--- Input data ---

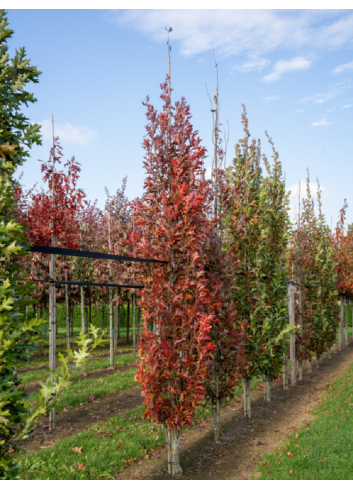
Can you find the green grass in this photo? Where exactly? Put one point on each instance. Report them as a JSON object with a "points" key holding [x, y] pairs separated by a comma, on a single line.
{"points": [[94, 364], [105, 448], [104, 451], [323, 449], [79, 393]]}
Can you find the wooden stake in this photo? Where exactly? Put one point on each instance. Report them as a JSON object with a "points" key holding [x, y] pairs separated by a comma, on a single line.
{"points": [[293, 375], [300, 370], [309, 367], [116, 319], [52, 295], [67, 315], [247, 398], [84, 366], [285, 372], [340, 330], [133, 327], [128, 322], [346, 328], [111, 330]]}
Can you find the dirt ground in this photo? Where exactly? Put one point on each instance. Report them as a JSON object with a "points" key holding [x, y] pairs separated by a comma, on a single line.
{"points": [[78, 419], [244, 441]]}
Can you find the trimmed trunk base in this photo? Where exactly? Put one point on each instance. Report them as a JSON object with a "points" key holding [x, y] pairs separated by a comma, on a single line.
{"points": [[285, 373], [300, 370], [247, 398], [216, 417], [267, 388], [172, 439]]}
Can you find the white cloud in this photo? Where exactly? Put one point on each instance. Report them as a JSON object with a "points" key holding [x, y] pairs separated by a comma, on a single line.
{"points": [[272, 97], [252, 65], [286, 66], [236, 31], [320, 98], [68, 133], [321, 122], [344, 67]]}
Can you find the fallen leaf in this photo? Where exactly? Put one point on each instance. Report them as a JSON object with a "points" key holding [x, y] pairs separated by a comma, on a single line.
{"points": [[77, 450]]}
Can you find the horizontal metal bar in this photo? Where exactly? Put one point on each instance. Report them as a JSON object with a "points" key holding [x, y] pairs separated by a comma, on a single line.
{"points": [[52, 250], [89, 284]]}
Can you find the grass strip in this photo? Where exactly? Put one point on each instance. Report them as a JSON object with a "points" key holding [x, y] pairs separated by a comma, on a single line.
{"points": [[106, 448], [79, 393], [320, 450], [93, 364]]}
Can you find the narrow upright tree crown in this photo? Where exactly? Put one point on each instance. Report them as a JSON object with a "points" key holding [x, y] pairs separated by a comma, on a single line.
{"points": [[171, 225]]}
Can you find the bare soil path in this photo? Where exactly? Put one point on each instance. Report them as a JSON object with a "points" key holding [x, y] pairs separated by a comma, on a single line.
{"points": [[78, 419], [246, 440]]}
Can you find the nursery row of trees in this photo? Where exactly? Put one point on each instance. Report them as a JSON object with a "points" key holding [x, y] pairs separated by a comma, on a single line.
{"points": [[242, 289]]}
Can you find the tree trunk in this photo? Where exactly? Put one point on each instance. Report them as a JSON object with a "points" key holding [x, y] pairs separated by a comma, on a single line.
{"points": [[247, 398], [293, 374], [84, 366], [72, 319], [116, 319], [216, 417], [111, 330], [309, 367], [267, 388], [172, 439], [41, 335], [300, 372], [346, 329], [27, 350], [133, 327], [90, 310], [285, 372], [118, 322], [52, 340], [67, 315], [128, 322], [340, 331], [138, 326]]}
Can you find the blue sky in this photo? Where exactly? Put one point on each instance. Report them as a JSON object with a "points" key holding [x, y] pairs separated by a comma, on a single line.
{"points": [[292, 69]]}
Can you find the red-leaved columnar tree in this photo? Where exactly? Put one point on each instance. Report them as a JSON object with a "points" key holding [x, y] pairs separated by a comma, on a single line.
{"points": [[42, 210], [171, 224]]}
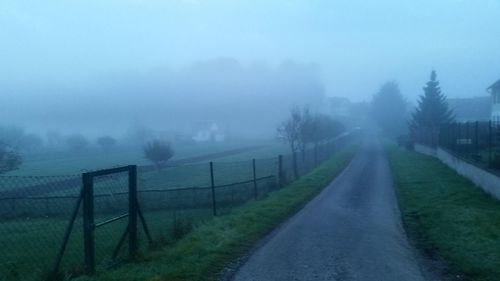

---

- [Assignment]: What belongs in the answer is each line above, reproduced exactly, and no picture.

- [Written response]:
Can you find the green grass in this photo? Where exactly? Put one point on each instance. Report them as a JSON object with a "points" key holding [x, y] pairs separated by a comma, on a single line.
{"points": [[94, 364], [105, 448], [104, 451], [323, 449], [79, 393]]}
Can you find the wooden stake in this photo? Where exactly? Put one point on each instance. Report them as a JSON object with a "points" key holding [x, y] pairs separated by a comma, on a single line.
{"points": [[293, 375], [300, 370], [309, 367], [116, 319], [52, 295], [67, 315], [247, 398], [84, 366], [285, 372], [340, 330], [133, 327], [128, 322], [346, 328], [111, 330]]}
Can you find the dirt ground in this photo? Where exactly? Put one point on each instance. Report them as a JSON object with a "points" key holding [x, y] pairs separated by a comma, on a single line.
{"points": [[78, 419], [244, 441]]}
Can you find the trimmed trunk base in this photo? Where exactly? Put one point on each instance. Report them as a JSON object with a "points" key holding [x, y] pairs separated by a comma, on a single line.
{"points": [[285, 373], [300, 370], [247, 398], [216, 417], [267, 388], [172, 439]]}
Can you find the white cloud in this photo? Where exactly? Put one point on each instance. Report them as a JSON object with a "points" key holding [x, y] pairs separated by a comma, on a single line.
{"points": [[272, 97], [252, 65], [286, 66], [236, 31], [320, 98], [68, 133], [321, 122], [344, 67]]}
Can you find the fallen leaf in this photo? Where exactly? Put one point on each instance. Report them as a JSON object with a "points" key holding [x, y] pairs separated by a comma, on a single line.
{"points": [[77, 450]]}
Can you find the horizontal metal bar in this photo? Where exactly? Put one point on each instance. Report them as a JSON object with a "points" key holding [x, y] pairs separated by a comma, on a single line.
{"points": [[52, 250], [89, 284]]}
Can you find the grass strip in this photo? Where exactly? Put one point on each instance. Report them as a JSON object with a "points" key holding [x, y] pairs separated by a comma, on a single line.
{"points": [[106, 448], [79, 393], [320, 450], [93, 364]]}
Can you find the narrow upright tree crown in this photo? Where exactly? Put one point on each instance. Report them as a JSON object with a "points" key holding [x, y] pairs separated by a comma, on a single line.
{"points": [[171, 225]]}
Can you find the bare soil path in this photo? Where exactly? Put one point on each instance. Report them as a JSON object with a "points" key holding [x, y] pairs separated by a comma, on a single line.
{"points": [[78, 419], [246, 440]]}
Can you find the nursery row of trees in this photo? Where exactly? Put one point on each instance. Report them as a JSON object with a "points" key holding [x, y] pairs separated by a comma, on a single line.
{"points": [[242, 289]]}
Can you find the tree trunk in this photo? Where exactly? Put one point on each instance. Report them as a JSON object with a "points" key holding [x, y] pairs separated by a comma, on a single line.
{"points": [[247, 398], [293, 374], [84, 366], [72, 319], [116, 319], [216, 417], [111, 330], [309, 367], [267, 388], [172, 439], [41, 335], [300, 372], [346, 329], [27, 350], [133, 327], [90, 310], [285, 372], [118, 322], [52, 340], [67, 315], [128, 322], [340, 331], [138, 326]]}
Can you find the blue sky in this photo? Where exactly? Put one point on each instance. Report them as a JSON object with a "points" key holding [x, y] pairs separated by a comma, on a single line.
{"points": [[292, 69]]}
Can you find the red-leaved columnar tree in this photo? Where exactly? Put one point on each instance. Report them as a JSON object with a "points" key holding [x, y] pairs separated by a comma, on a single line.
{"points": [[42, 210], [171, 224]]}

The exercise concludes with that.